▸ **Texte à lire**:
Que deviennent nos eaux usées ? Plongée dans le réseau des égouts

Chaque jour, les égoutiers travaillent sous terre pour entretenir et réparer nos égouts. Entre gaz toxique, bactéries, rats, et objets insolites, ils nous font découvrir le réseau souterrain au coeur de leur métier.

Anne-Laure Jean
Rédigé le
Egoutier : Un métier à risque
Egoutier : Un métier à risque  —  Le Mag de la Santé - France 5

À l'air libre, les passants vaquent à leurs occupations quotidiennes. Pendant ce temps-là, sous leurs pas, des travailleurs de l’ombre œuvrent pour leur tranquillité : les égoutiers.

Où part l'eau de nos toilettes ?

"Les gens ne se rendent pas compte en tirant la chasse d’eau de la suite qui est donnée à ça. C'est vrai, nous sommes les pompiers de l’assainissement. On intervient en urgence pour résoudre des problèmes", explique Albert Briand, égoutier à Rennes métropole.

Albert est chef d’équipe des égoutiers de la ville de Rennes depuis 2009. Il connaît par cœur les galeries souterraines de sa ville ainsi que leurs dangers. Comme tous les égoutiers, il a reçu une formation pour travailler en sécurité en milieu confiné.

Gaz toxique, rats, virus et bactéries

La première règle est de ne jamais descendre dans des égouts non ventilés."On va mettre un ventilateur pour donner de l’air frais dans le réseau et enlever tout ce qui est toxique. L’exposition aux gaz toxiques est l’un des risques majeurs de notre métier, on peut être surpris de tomber sur une poche de gaz. Donc on est tous équipés d’un détecteur de gaz", poursuit Albert Briand.

▸ **Consignes de travail**:
1 – Recopiez le passage du texte sur les égoutiers qui s'ouvre sur les mots contenant « Chaque jour, les » et se referme sur « tranquillité : les égoutiers. ».
2 – D'après le texte sur les égoutiers, depuis quelle année Albert Briand est-il chef d'équipe des égoutiers de la ville de Rennes ?
Les items n'ont aucun lien avec le texte sur les égoutiers.

▸ **Données fournies**:

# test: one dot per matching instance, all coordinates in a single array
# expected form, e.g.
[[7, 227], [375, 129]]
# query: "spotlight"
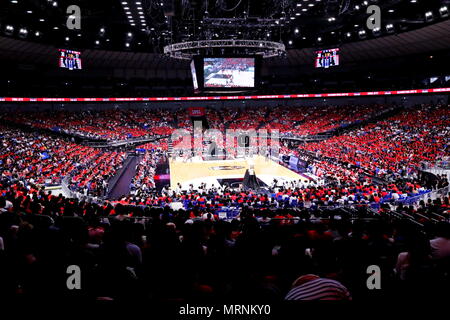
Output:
[[9, 30], [23, 32], [376, 31], [362, 34], [390, 28]]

▸ **Solutions des exercices**:
1 –
Chaque jour, les égoutiers travaillent sous terre pour entretenir et réparer nos égouts. Entre gaz toxique, bactéries, rats, et objets insolites, ils nous font découvrir le réseau souterrain au coeur de leur métier.

Anne-Laure Jean
Rédigé le
Egoutier : Un métier à risque
Egoutier : Un métier à risque  —  Le Mag de la Santé - France 5

À l'air libre, les passants vaquent à leurs occupations quotidiennes. Pendant ce temps-là, sous leurs pas, des travailleurs de l’ombre œuvrent pour leur tranquillité : les égoutiers.

2 – Depuis 2009.